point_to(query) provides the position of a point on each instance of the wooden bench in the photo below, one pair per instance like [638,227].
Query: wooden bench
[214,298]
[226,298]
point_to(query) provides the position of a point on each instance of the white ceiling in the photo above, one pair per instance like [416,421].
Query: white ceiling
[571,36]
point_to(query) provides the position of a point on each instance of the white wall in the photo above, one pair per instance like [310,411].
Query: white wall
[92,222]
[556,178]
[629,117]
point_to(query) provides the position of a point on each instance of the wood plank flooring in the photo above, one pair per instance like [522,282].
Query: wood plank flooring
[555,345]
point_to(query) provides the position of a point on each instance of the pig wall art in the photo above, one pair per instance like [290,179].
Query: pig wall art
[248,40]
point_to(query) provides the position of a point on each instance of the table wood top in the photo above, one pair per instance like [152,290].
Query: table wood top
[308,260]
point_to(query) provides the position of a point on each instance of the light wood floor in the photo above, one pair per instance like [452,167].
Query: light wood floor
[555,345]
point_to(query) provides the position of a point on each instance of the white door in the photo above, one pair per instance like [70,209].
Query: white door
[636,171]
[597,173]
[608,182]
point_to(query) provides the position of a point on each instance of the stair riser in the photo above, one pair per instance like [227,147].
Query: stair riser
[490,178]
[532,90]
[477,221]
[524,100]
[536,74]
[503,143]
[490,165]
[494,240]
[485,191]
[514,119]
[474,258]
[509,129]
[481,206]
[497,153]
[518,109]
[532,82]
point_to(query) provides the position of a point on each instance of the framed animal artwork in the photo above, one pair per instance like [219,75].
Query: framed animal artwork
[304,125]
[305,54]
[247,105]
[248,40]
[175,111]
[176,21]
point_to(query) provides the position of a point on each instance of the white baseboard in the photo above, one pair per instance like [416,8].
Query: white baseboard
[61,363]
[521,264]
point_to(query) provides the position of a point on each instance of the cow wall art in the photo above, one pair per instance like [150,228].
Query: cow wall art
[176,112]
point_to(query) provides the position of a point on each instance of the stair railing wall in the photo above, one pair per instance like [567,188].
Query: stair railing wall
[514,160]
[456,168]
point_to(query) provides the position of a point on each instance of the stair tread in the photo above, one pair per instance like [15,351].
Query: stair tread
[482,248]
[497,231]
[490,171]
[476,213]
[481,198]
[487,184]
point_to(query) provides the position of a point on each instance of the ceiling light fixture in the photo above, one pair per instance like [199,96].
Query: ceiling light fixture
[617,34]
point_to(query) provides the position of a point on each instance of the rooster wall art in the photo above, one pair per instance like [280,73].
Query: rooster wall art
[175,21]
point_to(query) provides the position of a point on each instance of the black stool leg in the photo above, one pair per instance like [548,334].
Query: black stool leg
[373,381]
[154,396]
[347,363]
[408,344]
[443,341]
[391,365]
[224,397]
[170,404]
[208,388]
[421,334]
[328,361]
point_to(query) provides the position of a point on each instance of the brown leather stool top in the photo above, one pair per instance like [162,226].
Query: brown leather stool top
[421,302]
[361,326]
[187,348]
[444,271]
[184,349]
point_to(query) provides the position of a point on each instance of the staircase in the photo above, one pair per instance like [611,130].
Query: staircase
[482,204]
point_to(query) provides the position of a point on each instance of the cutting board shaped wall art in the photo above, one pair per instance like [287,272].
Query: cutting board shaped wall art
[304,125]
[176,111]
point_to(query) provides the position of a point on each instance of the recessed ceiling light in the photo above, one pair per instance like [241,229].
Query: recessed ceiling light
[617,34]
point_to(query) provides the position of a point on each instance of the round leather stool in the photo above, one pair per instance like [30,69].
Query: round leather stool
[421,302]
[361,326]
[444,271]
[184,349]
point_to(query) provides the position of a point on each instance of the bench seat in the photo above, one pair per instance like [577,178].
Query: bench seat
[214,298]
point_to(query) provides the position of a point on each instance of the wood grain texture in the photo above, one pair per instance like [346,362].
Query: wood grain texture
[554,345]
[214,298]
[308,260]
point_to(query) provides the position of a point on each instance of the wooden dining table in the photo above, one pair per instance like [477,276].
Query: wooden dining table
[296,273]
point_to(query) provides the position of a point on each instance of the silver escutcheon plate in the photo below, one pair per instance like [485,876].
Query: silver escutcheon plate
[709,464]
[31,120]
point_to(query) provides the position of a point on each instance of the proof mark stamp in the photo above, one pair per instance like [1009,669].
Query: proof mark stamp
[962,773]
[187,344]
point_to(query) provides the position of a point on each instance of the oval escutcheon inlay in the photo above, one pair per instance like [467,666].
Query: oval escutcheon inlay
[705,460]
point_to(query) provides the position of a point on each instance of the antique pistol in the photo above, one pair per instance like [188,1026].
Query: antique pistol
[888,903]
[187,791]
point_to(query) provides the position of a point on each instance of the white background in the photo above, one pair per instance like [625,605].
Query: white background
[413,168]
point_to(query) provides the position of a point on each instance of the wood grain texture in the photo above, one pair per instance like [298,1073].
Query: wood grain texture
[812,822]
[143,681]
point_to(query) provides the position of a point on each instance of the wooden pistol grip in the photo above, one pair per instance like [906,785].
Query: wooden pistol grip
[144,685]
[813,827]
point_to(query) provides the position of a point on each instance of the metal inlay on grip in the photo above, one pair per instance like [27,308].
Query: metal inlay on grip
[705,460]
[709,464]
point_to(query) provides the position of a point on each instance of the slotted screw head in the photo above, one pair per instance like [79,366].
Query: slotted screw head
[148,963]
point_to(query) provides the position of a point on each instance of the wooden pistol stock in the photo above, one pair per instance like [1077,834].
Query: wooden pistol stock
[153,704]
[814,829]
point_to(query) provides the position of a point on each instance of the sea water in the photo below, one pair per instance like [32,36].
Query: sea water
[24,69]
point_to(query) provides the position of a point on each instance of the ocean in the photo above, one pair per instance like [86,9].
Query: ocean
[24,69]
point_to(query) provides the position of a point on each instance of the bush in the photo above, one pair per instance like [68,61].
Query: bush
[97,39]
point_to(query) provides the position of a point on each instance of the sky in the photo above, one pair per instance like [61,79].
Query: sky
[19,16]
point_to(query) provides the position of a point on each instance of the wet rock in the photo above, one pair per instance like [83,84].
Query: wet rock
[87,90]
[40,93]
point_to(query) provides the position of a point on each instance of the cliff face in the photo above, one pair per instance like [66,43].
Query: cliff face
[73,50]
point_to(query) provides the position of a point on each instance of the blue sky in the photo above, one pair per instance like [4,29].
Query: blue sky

-- -- --

* _Task directions_: Repeat every record exactly as written, please.

* _Response to the exercise_:
point_to(query) provides the position of a point on each instance of the wooden bench in the photo below, one pair per instance like [638,227].
Query: wooden bench
[214,298]
[226,298]
point_to(query) provides the position of a point on each instance of the white ceiling in the photo above, one pair per instance like [416,421].
Query: white ceiling
[571,36]
point_to(query) provides the position of a point on each instance of the white wall in the photo above, one pair per instance like [310,411].
Query: white wall
[92,222]
[556,178]
[629,117]
point_to(query) provides the position of a point on each instance of the wood plank flooring in the photo above, one pair per instance like [522,282].
Query: wood plank flooring
[555,345]
point_to(query) provides the position of a point on each instance of the pig wall art in the photo above, one pair per instance like [290,179].
Query: pig wall art
[248,40]
point_to(query) provides the position of a point on each instance of the table wood top in the photo above, one pair per instance like [152,290].
Query: table wood top
[308,260]
point_to(query) provides the position of a point on each instance of the light wood floor in the photo above, one pair per instance like [452,167].
Query: light wood floor
[555,345]
point_to(query) provides the position of a point on each instance of the white door in the photo above, one pair per instance like [70,209].
Query: white door
[636,171]
[597,173]
[608,182]
point_to(query) provides the position of a point on each instance of the stair riser in the photo above, one pair per instance like [227,147].
Query: stair riser
[490,178]
[532,90]
[477,221]
[524,100]
[536,74]
[503,143]
[490,165]
[494,240]
[485,191]
[514,119]
[474,258]
[509,129]
[481,206]
[497,153]
[518,109]
[532,82]
point_to(query) provides the position of a point on each instance of the framed animal artwork in the photo above, one pair per instance like [219,75].
Query: framed animal artwork
[304,125]
[305,54]
[247,105]
[248,40]
[175,111]
[176,21]
point_to(query) provides the position of a point on each instance of the white baseboard in the photo above, one pair per instance like [416,8].
Query: white baseboard
[61,363]
[521,264]
point_to(query) provides the position of a point on each instance of the cow wall art in the photo above, one pair per instance like [150,228].
Query: cow wall art
[176,112]
point_to(query) provides the position of a point on each instance of the stair railing wall in the photo above, one pair per instance like [567,188].
Query: stair railing wall
[514,160]
[456,168]
point_to(query) provides the position of a point on each instance of the stair tread in the photo above, one pair per instance like [15,351].
Query: stair tread
[482,248]
[497,231]
[490,171]
[476,213]
[481,198]
[487,184]
point_to(query) provides the position of a point on each instance of the ceiling light fixture in the photo above, one pair per instance like [199,96].
Query: ceiling light fixture
[617,34]
point_to(query) provides the position of a point on each instance of the rooster wall art in the photo above, one pair per instance like [280,73].
Query: rooster wall art
[175,21]
point_to(query) provides the position of a point on each instance of the black stool leg in the photo above, one pair per instance like [548,334].
Query: black stool leg
[373,381]
[154,396]
[347,363]
[408,344]
[443,341]
[391,365]
[224,397]
[170,404]
[208,388]
[421,334]
[328,361]
point_to(query) provides the position of a point on each instance of the brown leather stool top in the photo above, one pair per instance like [162,226].
Query: brown leather stool top
[421,302]
[361,326]
[187,348]
[444,271]
[184,349]
point_to(query) provides the position of a point on each instance of the staircase in the photo above, one pair per instance like [611,130].
Query: staircase
[482,204]
point_to(query) provides the position of a point on each instance of the cutting board shaped wall art in the photo above, one pair per instance like [287,272].
Query: cutting board shaped wall art
[304,125]
[176,111]
point_to(query) provides the position of a point on each instance of the recessed ceiling light in the photo above, one pair per instance like [241,229].
Query: recessed ceiling light
[617,34]
point_to(query) provides the position of a point on each instance of the round leather stool in the photo above, one pair per instance like [30,69].
Query: round leather stool
[421,302]
[361,326]
[444,271]
[184,349]
point_to(query) provides the position of a point on each instance of the bench seat in the photo above, one pair per instance like [577,178].
Query: bench seat
[214,298]
point_to(query) provides the position of a point on each instance of the wood grain texture in the photo above, one pair per instance like [346,362].
Query: wood grain texture
[554,345]
[214,298]
[308,260]
point_to(query) provides the position of a point on each instance of the wooden dining table in the photo above, one pair per instance like [477,276].
Query: wooden dining table
[296,273]
point_to(query) provides the position of a point on each instance of the silver escutcheon plate in the photo below, one pair per instance like [485,876].
Query: silver escutcheon plate
[709,464]
[31,120]
point_to(query) provides the position of a point on each instance of the proof mark stamp in the photo above, one pair per instance like [1009,669].
Query: proof mark stamp
[962,773]
[187,344]
point_to(query) provides the position of a point on each instance of the oval escutcheon inlay in the photo above, one pair per instance like [467,666].
Query: oval escutcheon inlay
[705,460]
point_to(query) provides the position of a point on each instance of the antique pistol in the photo above, one pair per instance like [188,1026].
Query: antique pistol
[888,903]
[187,791]
point_to(query) provides the position of a point on each instance of the white background in the photo above, one pair per instance like [625,605].
Query: white background
[413,168]
point_to(query) provides the position of a point on each instance of the wood grain texture in the photo above, one pair per instance like [298,1073].
Query: wood grain texture
[812,822]
[143,681]
point_to(query) provides the position of a point on each instance of the wooden pistol grip in the photo above, one pair per instance like [906,785].
Query: wooden pistol grip
[144,685]
[813,827]
point_to(query) provides the position of a point on each instance of the metal inlay on grip in the photo above, one pair per instance like [27,308].
Query: metal inlay on grip
[705,460]
[709,464]
point_to(query) provides the position of a point on each instance of the slotted screw head in the photo above, one pair per instance like [79,366].
Query: slotted screw head
[148,963]
point_to(query) provides the position of a point on each instance of the wooden pistol stock in the photo above, one pair per instance like [1077,834].
Query: wooden pistol stock
[153,704]
[814,829]
point_to(query) provides the position of a point on each instance of the sea water in the photo below, one pair per instance like [32,36].
Query: sea water
[24,69]
point_to(query) provides the position of a point on each instance of the ocean in the photo above, one pair per instance like [86,9].
Query: ocean
[24,69]
point_to(query) provides the position of a point on each instance of the bush in the photo above, one pair per instance like [68,61].
Query: bush
[97,39]
point_to(query) provides the position of a point on each instance of the sky in the photo above, one pair per instance like [61,79].
Query: sky
[19,16]
point_to(query) provides the position of a point on each instance of the wet rock in the photo above, one pair per instance like [83,84].
Query: wet rock
[87,90]
[40,93]
point_to(query) provides the position of a point on each instance of the cliff face in the photo above, one pair per instance like [66,43].
Query: cliff face
[73,50]
point_to(query) provides the position of a point on each instance of the blue sky in the photo above, one pair per instance like [4,29].
Query: blue sky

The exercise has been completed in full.